**Stored data**:
■ ■ ■ ■ ■ ■ ■

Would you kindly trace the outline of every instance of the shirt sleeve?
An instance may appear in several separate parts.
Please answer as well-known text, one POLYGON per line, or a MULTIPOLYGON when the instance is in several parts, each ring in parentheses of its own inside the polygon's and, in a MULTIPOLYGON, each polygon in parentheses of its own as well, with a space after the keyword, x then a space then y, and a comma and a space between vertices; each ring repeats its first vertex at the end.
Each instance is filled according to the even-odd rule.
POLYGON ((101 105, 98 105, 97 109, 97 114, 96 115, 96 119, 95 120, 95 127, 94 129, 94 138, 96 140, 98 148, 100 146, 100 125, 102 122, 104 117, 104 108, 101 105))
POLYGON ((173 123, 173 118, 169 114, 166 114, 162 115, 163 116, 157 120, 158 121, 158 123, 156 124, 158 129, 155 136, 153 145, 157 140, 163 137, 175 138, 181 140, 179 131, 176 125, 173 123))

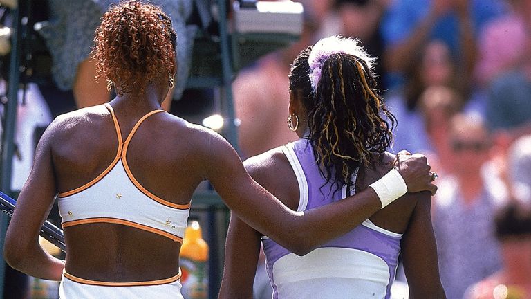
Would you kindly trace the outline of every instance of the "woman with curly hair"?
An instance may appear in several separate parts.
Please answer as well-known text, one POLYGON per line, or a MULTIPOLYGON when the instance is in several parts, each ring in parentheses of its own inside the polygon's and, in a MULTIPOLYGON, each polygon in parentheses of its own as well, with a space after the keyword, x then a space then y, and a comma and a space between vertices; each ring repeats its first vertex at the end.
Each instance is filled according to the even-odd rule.
MULTIPOLYGON (((337 36, 295 60, 288 123, 300 139, 244 163, 288 208, 317 212, 392 168, 395 156, 386 150, 395 119, 378 95, 373 65, 357 41, 337 36)), ((444 298, 430 198, 426 192, 403 194, 304 256, 233 215, 220 298, 252 298, 261 242, 274 298, 389 298, 400 253, 409 298, 444 298)))
POLYGON ((404 155, 390 179, 355 198, 318 213, 291 210, 251 179, 221 136, 160 109, 176 66, 175 34, 160 8, 120 3, 95 39, 100 75, 117 96, 48 127, 5 242, 13 268, 62 280, 62 299, 182 298, 179 252, 192 195, 204 179, 246 223, 298 253, 350 230, 407 190, 436 189, 425 157, 404 155), (37 242, 56 194, 66 261, 37 242))

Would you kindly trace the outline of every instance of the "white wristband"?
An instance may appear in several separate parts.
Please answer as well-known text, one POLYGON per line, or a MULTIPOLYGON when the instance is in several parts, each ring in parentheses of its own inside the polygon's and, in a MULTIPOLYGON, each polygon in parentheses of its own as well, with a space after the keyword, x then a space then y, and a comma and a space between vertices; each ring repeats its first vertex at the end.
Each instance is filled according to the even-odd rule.
POLYGON ((378 195, 380 201, 382 201, 382 208, 407 192, 406 181, 398 170, 394 168, 369 187, 378 195))

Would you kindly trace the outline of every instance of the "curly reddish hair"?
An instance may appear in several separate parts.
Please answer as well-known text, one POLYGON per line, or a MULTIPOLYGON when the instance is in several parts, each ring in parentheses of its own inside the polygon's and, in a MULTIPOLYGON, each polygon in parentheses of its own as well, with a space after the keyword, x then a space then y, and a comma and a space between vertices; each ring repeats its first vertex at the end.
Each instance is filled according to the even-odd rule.
POLYGON ((134 0, 111 6, 94 35, 96 78, 118 82, 119 95, 143 92, 159 75, 173 76, 175 37, 158 7, 134 0))

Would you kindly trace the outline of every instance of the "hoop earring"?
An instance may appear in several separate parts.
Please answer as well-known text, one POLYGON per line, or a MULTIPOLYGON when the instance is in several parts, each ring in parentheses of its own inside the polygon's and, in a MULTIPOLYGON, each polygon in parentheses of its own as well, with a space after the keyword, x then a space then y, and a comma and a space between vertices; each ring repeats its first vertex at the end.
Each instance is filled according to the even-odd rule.
POLYGON ((299 116, 293 114, 290 115, 288 116, 288 120, 286 121, 288 123, 288 127, 289 127, 290 129, 295 132, 297 131, 297 129, 299 127, 299 116), (295 120, 297 120, 297 123, 295 126, 293 126, 293 116, 295 117, 295 120))
POLYGON ((169 76, 169 88, 172 89, 175 86, 175 78, 169 76))

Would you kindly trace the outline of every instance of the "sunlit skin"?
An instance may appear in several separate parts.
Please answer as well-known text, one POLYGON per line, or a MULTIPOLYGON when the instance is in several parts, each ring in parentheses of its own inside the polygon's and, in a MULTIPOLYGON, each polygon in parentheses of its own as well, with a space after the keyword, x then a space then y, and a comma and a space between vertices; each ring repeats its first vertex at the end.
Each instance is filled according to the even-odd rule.
MULTIPOLYGON (((138 35, 147 39, 156 36, 159 42, 147 42, 142 48, 158 53, 153 54, 156 59, 145 61, 144 57, 138 64, 128 60, 115 63, 115 60, 103 57, 103 53, 113 57, 138 55, 129 53, 131 47, 97 44, 102 53, 97 56, 100 71, 113 81, 116 89, 118 96, 110 105, 122 138, 141 116, 160 108, 170 89, 167 71, 174 74, 176 67, 161 62, 174 62, 174 57, 172 51, 165 51, 170 44, 169 33, 160 38, 158 35, 165 33, 161 26, 171 28, 167 23, 159 23, 163 21, 160 9, 127 2, 110 10, 104 21, 113 15, 121 19, 120 14, 125 14, 125 10, 136 17, 140 15, 142 21, 153 22, 152 26, 138 27, 142 28, 138 35), (151 64, 156 71, 144 71, 144 66, 140 66, 145 62, 151 64), (126 69, 124 64, 129 63, 132 68, 126 69), (135 71, 136 75, 124 75, 128 70, 135 71), (147 73, 151 73, 150 77, 145 77, 147 73), (127 84, 134 80, 145 84, 127 84)), ((124 24, 124 32, 129 26, 134 24, 124 24)), ((102 26, 99 30, 105 36, 115 33, 111 29, 102 26)), ((103 106, 82 109, 54 120, 39 143, 32 170, 18 197, 8 229, 4 256, 10 265, 34 277, 62 278, 65 262, 40 246, 39 229, 55 195, 82 185, 102 173, 115 156, 117 147, 113 119, 103 106)), ((295 212, 253 181, 236 152, 222 136, 166 113, 154 114, 142 123, 129 144, 127 161, 142 185, 174 203, 189 203, 198 185, 209 180, 227 206, 245 223, 301 254, 350 230, 381 208, 378 195, 369 188, 352 199, 322 209, 295 212), (286 227, 293 231, 286 231, 286 227), (308 229, 310 227, 311 230, 308 229)), ((436 190, 430 183, 425 157, 402 155, 400 167, 410 191, 436 190)), ((66 269, 79 278, 135 282, 167 278, 178 271, 178 242, 133 227, 108 223, 81 224, 66 228, 65 239, 66 269)))

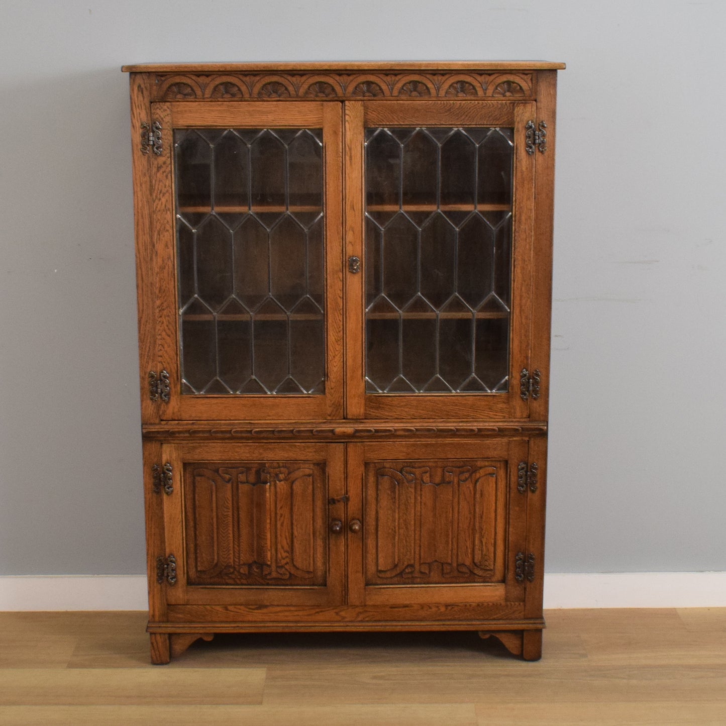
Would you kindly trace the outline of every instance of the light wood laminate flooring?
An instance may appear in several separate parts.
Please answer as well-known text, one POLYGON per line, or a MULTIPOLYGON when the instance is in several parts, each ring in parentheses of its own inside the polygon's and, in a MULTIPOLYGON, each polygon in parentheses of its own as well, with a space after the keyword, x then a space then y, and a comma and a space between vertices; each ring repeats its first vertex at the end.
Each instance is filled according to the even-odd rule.
POLYGON ((474 632, 217 635, 149 663, 146 613, 0 613, 0 724, 726 725, 726 608, 545 613, 474 632))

■ ■ ■ ■ ■ ■ ■

**Stated exercise**:
Repeat the lines above exactly, and keep every picture out.

**Exercise result**:
Would you kindly trace the outline of every instance of the shirt sleeve?
An instance may appear in several separate parts.
Please answer as well-known text, one POLYGON per line, or a MULTIPOLYGON when the instance is in several parts, each ring in parentheses of its own inside the polygon's and, in a MULTIPOLYGON, each polygon in parentheses of its own as well, with a space after the keyword, x then a space then y, and a comma and a space between vertices; each ring repeats its first vertex at the end.
Each instance is filled according to the even-odd rule.
POLYGON ((101 105, 98 105, 97 109, 97 114, 96 115, 96 119, 95 120, 95 127, 94 129, 94 138, 96 140, 98 148, 100 146, 100 125, 102 122, 104 117, 104 108, 101 105))
POLYGON ((173 123, 173 118, 169 114, 166 114, 162 115, 163 116, 157 120, 158 121, 158 123, 156 124, 158 129, 155 136, 153 145, 157 140, 163 137, 175 138, 181 140, 179 131, 176 125, 173 123))

Would you kindly trace the outline of every instance of the "woman with curly hair"?
An instance may appear in several separate parts.
Please answer as well-known text, one POLYGON per line, or a MULTIPOLYGON when the instance is in several parts, each ring in parentheses of its own inside the polygon's and, in a MULTIPOLYGON, each polygon in parentheses of its own as well, with a space after the keyword, x then a space then y, and a comma and a space between vertices; each ring repeats its first vertex at the end.
Each instance is filled according to the even-odd rule.
MULTIPOLYGON (((337 36, 295 60, 288 123, 300 139, 244 163, 288 208, 317 212, 392 168, 395 156, 386 150, 395 119, 378 95, 373 65, 357 41, 337 36)), ((444 298, 430 198, 426 192, 403 194, 304 256, 233 215, 220 298, 252 298, 261 242, 274 298, 389 298, 400 253, 409 298, 444 298)))
POLYGON ((404 155, 390 179, 355 198, 318 213, 291 210, 251 179, 221 136, 160 109, 176 66, 175 34, 160 8, 120 3, 95 39, 100 75, 117 96, 48 127, 5 242, 13 268, 62 280, 62 299, 182 298, 179 252, 192 195, 204 179, 246 223, 298 253, 350 230, 407 190, 436 189, 425 157, 404 155), (37 242, 56 194, 66 261, 37 242))

Would you kindly trace the outline of every instance of the "white wristband"?
An instance may appear in several separate parts.
Please answer as well-known text, one POLYGON per line, or a MULTIPOLYGON when the instance is in several parts, each ring in parentheses of its own inside the polygon's and, in a MULTIPOLYGON, each polygon in parentheses of its own as well, with a space after the keyword, x then a space then y, and a comma and a space between vertices; each ring repeats its first vertex at the end.
Each instance is filled according to the even-odd rule.
POLYGON ((378 195, 380 201, 382 201, 382 208, 407 192, 406 181, 398 170, 394 168, 369 187, 378 195))

Would you kindly trace the outline of every instance of the "curly reddish hair"?
An instance may appear in several separate parts.
Please answer as well-known text, one POLYGON per line, or a MULTIPOLYGON when the instance is in several parts, each ring in parentheses of its own inside the polygon's and, in a MULTIPOLYGON, each polygon in parentheses of its own as well, with a space after the keyword, x then a space then y, and a comma and a space between vertices; each ring repeats its first vertex at the end.
Each instance is filled according to the even-odd rule.
POLYGON ((134 0, 111 6, 94 35, 96 78, 118 82, 119 95, 143 92, 159 75, 173 76, 175 37, 158 7, 134 0))

Would you kindly trace the outline of every instance of the "hoop earring"?
An instance may appear in several separate parts.
Please answer as well-known text, one POLYGON per line, or a MULTIPOLYGON when the instance is in several parts, each ring in parentheses of its own inside the polygon's and, in a MULTIPOLYGON, each polygon in parentheses of its own as well, with a space after the keyword, x then a space then y, and a comma and a space between vertices; each ring repeats its first vertex at the end.
Each instance is filled according to the even-odd rule.
POLYGON ((299 116, 293 114, 290 115, 288 116, 288 120, 286 121, 288 123, 288 127, 289 127, 290 129, 295 132, 297 131, 297 129, 299 127, 299 116), (295 120, 297 120, 297 123, 295 126, 293 126, 293 116, 295 117, 295 120))
POLYGON ((169 76, 169 88, 172 89, 175 86, 175 78, 169 76))

Would you kindly trace the outline of every instance of the "sunlit skin"?
An instance may appear in several separate parts.
Please answer as well-known text, one POLYGON per line, or a MULTIPOLYGON when the instance is in several parts, each ring in parentheses of its own inside the polygon's and, in a MULTIPOLYGON, each polygon in parentheses of its own as well, with a space after the keyword, x then a space then y, and a comma and a space between vertices; each ring repeats its first vertex at the end.
Each instance is filled according to the even-odd rule.
MULTIPOLYGON (((138 35, 147 39, 156 36, 159 42, 147 42, 142 48, 158 53, 153 54, 156 59, 145 61, 144 57, 138 64, 128 60, 115 63, 115 60, 103 57, 103 53, 113 57, 138 55, 129 53, 131 47, 97 44, 102 53, 97 56, 100 71, 113 81, 116 89, 118 96, 110 105, 122 138, 141 116, 160 108, 170 89, 167 71, 174 74, 176 67, 161 62, 174 62, 174 57, 172 51, 165 51, 170 44, 169 33, 160 38, 158 35, 165 33, 161 26, 171 28, 167 23, 159 23, 163 21, 160 9, 127 2, 110 10, 104 21, 113 15, 121 19, 120 14, 125 14, 125 10, 136 17, 140 15, 142 21, 153 22, 152 26, 138 27, 142 28, 138 35), (151 64, 156 71, 144 71, 144 66, 140 66, 145 62, 151 64), (126 69, 124 64, 129 63, 132 68, 126 69), (135 71, 136 75, 124 75, 128 70, 135 71), (147 73, 151 73, 150 77, 145 77, 147 73), (127 84, 134 80, 145 84, 127 84)), ((124 24, 124 32, 129 26, 134 24, 124 24)), ((102 26, 99 30, 105 36, 115 33, 111 29, 102 26)), ((103 106, 82 109, 54 120, 39 143, 32 170, 18 197, 8 229, 4 256, 10 265, 34 277, 62 278, 65 262, 40 246, 39 229, 55 195, 82 185, 102 173, 115 156, 117 147, 113 119, 103 106)), ((295 212, 253 181, 236 152, 222 136, 166 113, 154 114, 142 123, 129 144, 127 161, 142 185, 174 203, 189 203, 198 185, 209 180, 227 206, 245 223, 301 254, 350 230, 381 208, 378 195, 369 188, 352 199, 322 209, 295 212), (286 227, 293 231, 286 231, 286 227), (308 229, 310 227, 311 230, 308 229)), ((436 190, 430 183, 425 157, 402 155, 400 167, 410 191, 436 190)), ((66 269, 79 278, 135 282, 167 278, 178 271, 178 242, 133 227, 108 223, 81 224, 66 228, 65 239, 66 269)))

Would you kindly trace the outline of every instance of the light wood laminate flooring?
An instance may appear in several separate parts.
Please answer as well-known text, one POLYGON per line, or a MULTIPOLYGON when the instance is in several parts, each ring in parentheses of its own inside the polygon's and, in a MULTIPOLYGON, each polygon in parentheses of its own as well, with a space after the keyword, x then a space then y, and a comma and a space between vertices; each ring repeats its first vertex at the end.
Each instance is filled according to the even-odd rule.
POLYGON ((474 632, 217 635, 149 663, 146 613, 0 613, 0 724, 726 725, 726 608, 545 613, 474 632))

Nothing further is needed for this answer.